Seitenauszug:
____

# ISPConfig3 - Mirror-Setup (technische Stolperfalle)



## celocore (16. Juni 2011)

Guten Morgen,

ich habe nach diesem Tutorial einen ISPConfig3-Mirror aufgebaut. Um das Problem mit MySQL-InnoDB auf GlusterFS zu umgehen, habe ich auf MySQL-Master-Master-Replikation gesetzt.
Was mir im ISPConfig-Panel jetzt aufgefallen ist ist, dass nur einer der beiden Server im Monitoring verfügbar ist. Nach etwas experimentieren habe ich auch herausgefunden warum...

1) Installation des Systems und ISConfig auf Server 1.

Dabei wird in den Konfigurationsdateien von Postfix, etc. ein zufällig generiertes Passwort erzeugt und in die mysql-DB für den User ispconfig eingetragen. Alles ist fein.

2) Installation des Systems und ISConfig auf Server 2.

Dabei wird in den Konfigurationsdateien von Postfix, etc. ein zufällig  generiertes Passwort erzeugt und in die mysql-DB für den User ispconfig  eingetragen. Alles ist fein.

____

Datengrundlage:
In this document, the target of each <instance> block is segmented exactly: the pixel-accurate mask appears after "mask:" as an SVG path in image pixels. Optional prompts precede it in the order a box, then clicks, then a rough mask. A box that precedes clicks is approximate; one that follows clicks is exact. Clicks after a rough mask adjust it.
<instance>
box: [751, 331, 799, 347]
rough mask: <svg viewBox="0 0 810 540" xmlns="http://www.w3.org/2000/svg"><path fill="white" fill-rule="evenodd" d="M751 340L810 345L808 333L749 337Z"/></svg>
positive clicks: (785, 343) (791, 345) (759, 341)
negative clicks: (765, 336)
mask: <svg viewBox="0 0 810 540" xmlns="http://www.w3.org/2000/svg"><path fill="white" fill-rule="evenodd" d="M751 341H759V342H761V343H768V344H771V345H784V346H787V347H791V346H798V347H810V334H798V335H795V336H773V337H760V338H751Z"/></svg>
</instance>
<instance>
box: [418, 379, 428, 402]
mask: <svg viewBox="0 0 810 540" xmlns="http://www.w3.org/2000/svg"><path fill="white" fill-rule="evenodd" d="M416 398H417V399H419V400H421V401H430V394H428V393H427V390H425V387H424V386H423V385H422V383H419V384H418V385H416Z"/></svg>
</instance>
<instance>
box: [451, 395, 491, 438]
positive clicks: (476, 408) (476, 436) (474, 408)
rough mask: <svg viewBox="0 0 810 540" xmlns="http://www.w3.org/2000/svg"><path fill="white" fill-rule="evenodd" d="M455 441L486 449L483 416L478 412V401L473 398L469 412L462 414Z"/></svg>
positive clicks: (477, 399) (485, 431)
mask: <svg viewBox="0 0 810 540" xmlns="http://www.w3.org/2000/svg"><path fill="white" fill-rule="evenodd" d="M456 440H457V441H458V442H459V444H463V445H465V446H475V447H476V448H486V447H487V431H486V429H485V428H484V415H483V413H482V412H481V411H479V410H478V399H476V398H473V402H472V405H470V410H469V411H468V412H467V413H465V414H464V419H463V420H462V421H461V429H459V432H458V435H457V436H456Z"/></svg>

____

Arbeitsaufträge:
**1.** Worauf wurde laut dem Forenbeitrag zum ISPConfig3-Mirror gesetzt, um das Problem mit MySQL-InnoDB auf GlusterFS zu umgehen?
**2.** Gib den Abschnitt der Einträge vom Anfang bis einschließlich der Zeile mit „positive clicks: (785, 343)“ als JSON-Liste von Zeichenketten wieder, eine Zeichenkette pro Zeile und ohne Leerzeilen.

Lösungen:
**1.** Auf MySQL-Master-Master-Replikation.

**2.**
[
  "In this document, the target of each <instance> block is segmented exactly: the pixel-accurate mask appears after \"mask:\" as an SVG path in image pixels. Optional prompts precede it in the order a box, then clicks, then a rough mask. A box that precedes clicks is approximate; one that follows clicks is exact. Clicks after a rough mask adjust it.",
  "<instance>",
  "box: [751, 331, 799, 347]",
  "rough mask: <svg viewBox=\"0 0 810 540\" xmlns=\"http://www.w3.org/2000/svg\"><path fill=\"white\" fill-rule=\"evenodd\" d=\"M751 340L810 345L808 333L749 337Z\"/></svg>",
  "positive clicks: (785, 343) (791, 345) (759, 341)"
]